(Page extract)
There is nothing wrong with being utterly dedicated to Greyhawk. The problem is people who take it too far, and spend as much effort denouncing other settings as they do supporting Greyhawk. That makes the setting look like it only attracts troublemakers, and it invites annoying responses.

5. Setting overload
WotC suffered from it in 2nd ed and they had issues with it in 3E. Hopefully they can avoid them with 4E, but it is pretty much axiomatic that setting tagged material is going to have issues selling outside the setting fans. Some will make the effort to convert, but many more will not. This relates directly to the previous problem, as there are just as many fans of other settings who will not touch anything labeled Greyhawk with a 10' pole as there are Greyhawk fans who will not touch other settings with an 11' pole.

None of that means Greyhawk can not sell. Most of those problems have more to do with proper promotion and damage control than they do with the setting not selling well. The question is, can whoever is making the Greyhawk products overcome those problems, or will they let the problems drive them away from Greyhawk?


Dragonchess Player wrote:
Timothy Mallory wrote:
Even the demi human deities like Moradin and Corellon aren't "Greyhawk" until the 2e era of printing.
Deities & Demigods/Legends & Lore, actually (presented in a collection of non-human specific deities, where the original Greyhawk setting material covered human or non-race specific deities). Unearthed Arcana also expanded upon that in Appendix S, Non-Human Deities.

I didn't say that the gods didn't exist in D&D products. But just being in D&DG doesn't make it Greyhawk. Or do you count Thor and Cthulhu as Greyhawk gods?

The pantheons were fleshed out in Dragon and did get some nods therein for how to use them Greyhawk. But they weren't referenced in any 1e era Greyhawk specific products (except the demonlords like Lolth and Yeenoghu, who made the D&DG). They hit the official publication lists with The Adventure Begins, From the Ashes, and the rest of the 2e era stuff.

There is certainly nothing wrong with using them in GH, but they weren't written *for* GH. They are generic material retrofitted. Which is all I was saying.


Erik Mona wrote:
mearls wrote:


The problem is that these two groups want products that are mutually exclusive. You can't make both happy. Which one do you chase?

With respect and love, I think this is absolute balderdash.

(snip)

--Erik

(Sshh Erik!)

No No Mike you are right, couldn't possibly work, best thing to do for WOTC would be to ship it off entirely to some independent publisher. See to that will you? : )


Seriously though

-this thread and the disagreement about what was 'original' greyhawk is IMO the main problem(not insurmountable)

for example ericthecleric says certain things were greyhawk which i would say were generic and other things were generic which I would say were greyhawk specific.

It can be a bit daunting playing a game when you dont know as much as the others at the table - and greyhawk has a lot of baggage- some original some retrofitted, totally legit and greyhawk- but baggage none the less.

(Dataset extract)
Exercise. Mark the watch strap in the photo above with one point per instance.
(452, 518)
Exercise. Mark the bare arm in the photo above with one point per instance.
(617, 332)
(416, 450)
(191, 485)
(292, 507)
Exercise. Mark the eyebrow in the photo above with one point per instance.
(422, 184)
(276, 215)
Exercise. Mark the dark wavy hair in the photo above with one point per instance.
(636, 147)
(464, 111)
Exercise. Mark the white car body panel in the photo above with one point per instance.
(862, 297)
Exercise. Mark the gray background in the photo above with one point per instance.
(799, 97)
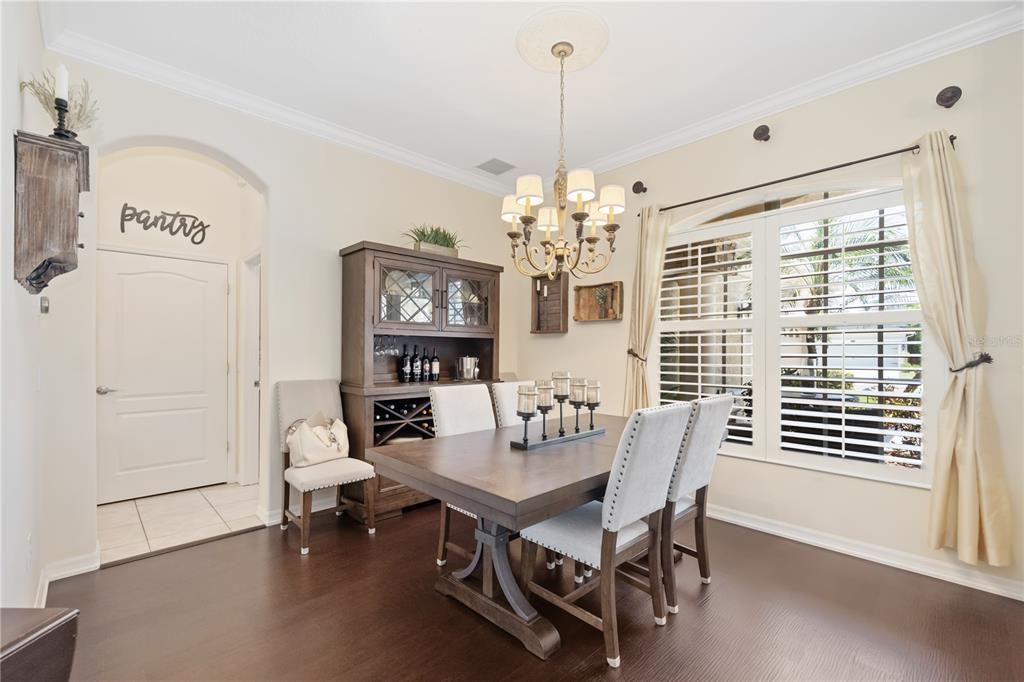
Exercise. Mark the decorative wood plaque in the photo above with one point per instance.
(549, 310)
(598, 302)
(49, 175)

--

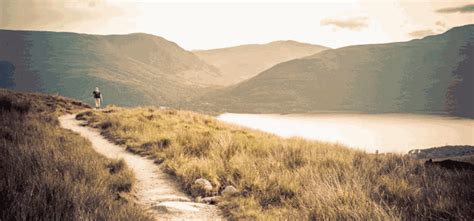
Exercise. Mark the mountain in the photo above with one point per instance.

(Objective) According to the Greyhawk forum discussion, why is it a problem when fans take their dedication to Greyhawk too far?

(Output for this task) Such fans spend as much effort denouncing other settings as they do supporting Greyhawk. That makes the setting look like it only attracts troublemakers, and it invites annoying responses.